- Exercise prompt
Identify each line in the records below that contains the word "white", and copy it.

(Beginning of Supplied records)

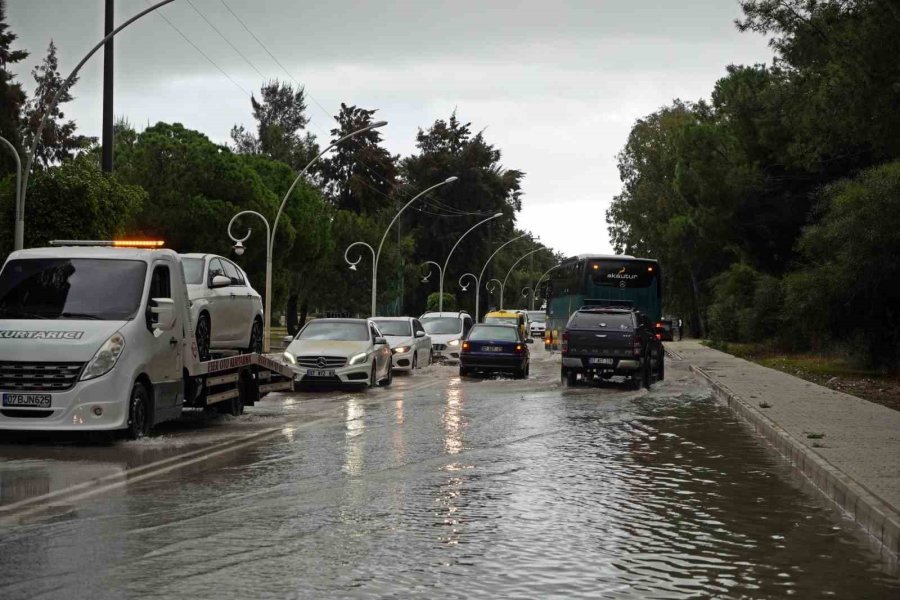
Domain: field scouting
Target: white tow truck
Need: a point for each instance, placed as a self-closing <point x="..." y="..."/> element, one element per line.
<point x="97" y="336"/>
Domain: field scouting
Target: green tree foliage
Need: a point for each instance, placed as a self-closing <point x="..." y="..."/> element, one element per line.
<point x="59" y="140"/>
<point x="725" y="193"/>
<point x="448" y="148"/>
<point x="434" y="302"/>
<point x="12" y="98"/>
<point x="360" y="175"/>
<point x="848" y="284"/>
<point x="194" y="188"/>
<point x="280" y="116"/>
<point x="72" y="201"/>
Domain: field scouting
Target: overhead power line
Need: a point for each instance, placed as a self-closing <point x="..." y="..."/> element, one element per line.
<point x="197" y="48"/>
<point x="227" y="41"/>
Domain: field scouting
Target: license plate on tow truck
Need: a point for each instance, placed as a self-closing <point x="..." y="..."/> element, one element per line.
<point x="601" y="361"/>
<point x="27" y="400"/>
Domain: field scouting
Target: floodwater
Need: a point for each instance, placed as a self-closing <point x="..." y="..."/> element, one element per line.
<point x="442" y="488"/>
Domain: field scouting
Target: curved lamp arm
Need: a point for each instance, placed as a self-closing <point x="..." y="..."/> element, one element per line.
<point x="353" y="263"/>
<point x="431" y="262"/>
<point x="463" y="276"/>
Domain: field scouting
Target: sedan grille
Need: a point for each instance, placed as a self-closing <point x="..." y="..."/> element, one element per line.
<point x="38" y="377"/>
<point x="321" y="362"/>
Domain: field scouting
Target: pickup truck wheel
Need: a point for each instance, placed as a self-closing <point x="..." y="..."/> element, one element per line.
<point x="203" y="336"/>
<point x="138" y="412"/>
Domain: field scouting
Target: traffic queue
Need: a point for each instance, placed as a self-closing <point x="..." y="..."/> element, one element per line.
<point x="187" y="331"/>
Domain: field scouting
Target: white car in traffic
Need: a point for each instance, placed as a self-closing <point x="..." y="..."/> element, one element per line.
<point x="447" y="331"/>
<point x="340" y="351"/>
<point x="226" y="311"/>
<point x="410" y="344"/>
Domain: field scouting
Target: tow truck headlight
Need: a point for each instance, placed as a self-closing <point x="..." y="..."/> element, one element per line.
<point x="105" y="358"/>
<point x="358" y="359"/>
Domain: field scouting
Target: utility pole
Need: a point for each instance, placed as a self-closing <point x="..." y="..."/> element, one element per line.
<point x="106" y="162"/>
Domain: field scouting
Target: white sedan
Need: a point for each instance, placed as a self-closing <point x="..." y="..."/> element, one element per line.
<point x="340" y="351"/>
<point x="226" y="311"/>
<point x="409" y="342"/>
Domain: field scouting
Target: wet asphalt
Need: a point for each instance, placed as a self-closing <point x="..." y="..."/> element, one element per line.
<point x="435" y="487"/>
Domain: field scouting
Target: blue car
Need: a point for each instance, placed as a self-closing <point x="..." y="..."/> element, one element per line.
<point x="492" y="348"/>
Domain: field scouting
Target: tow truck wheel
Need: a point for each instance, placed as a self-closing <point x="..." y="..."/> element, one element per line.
<point x="203" y="336"/>
<point x="138" y="412"/>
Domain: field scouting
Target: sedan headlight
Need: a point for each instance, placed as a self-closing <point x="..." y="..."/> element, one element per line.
<point x="105" y="358"/>
<point x="358" y="359"/>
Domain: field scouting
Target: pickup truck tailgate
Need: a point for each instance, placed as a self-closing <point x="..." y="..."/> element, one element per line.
<point x="600" y="342"/>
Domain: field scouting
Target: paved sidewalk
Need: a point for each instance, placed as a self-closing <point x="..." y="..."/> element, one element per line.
<point x="856" y="463"/>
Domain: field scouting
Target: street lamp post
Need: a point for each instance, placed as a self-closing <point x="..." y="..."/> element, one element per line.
<point x="377" y="255"/>
<point x="357" y="261"/>
<point x="508" y="273"/>
<point x="20" y="215"/>
<point x="239" y="250"/>
<point x="491" y="289"/>
<point x="446" y="262"/>
<point x="538" y="283"/>
<point x="63" y="88"/>
<point x="484" y="268"/>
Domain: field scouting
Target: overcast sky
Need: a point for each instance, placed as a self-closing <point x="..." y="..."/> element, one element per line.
<point x="555" y="85"/>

(End of Supplied records)

- Task solution
Target: white tow truck
Target: white car in traffic
Target: white sedan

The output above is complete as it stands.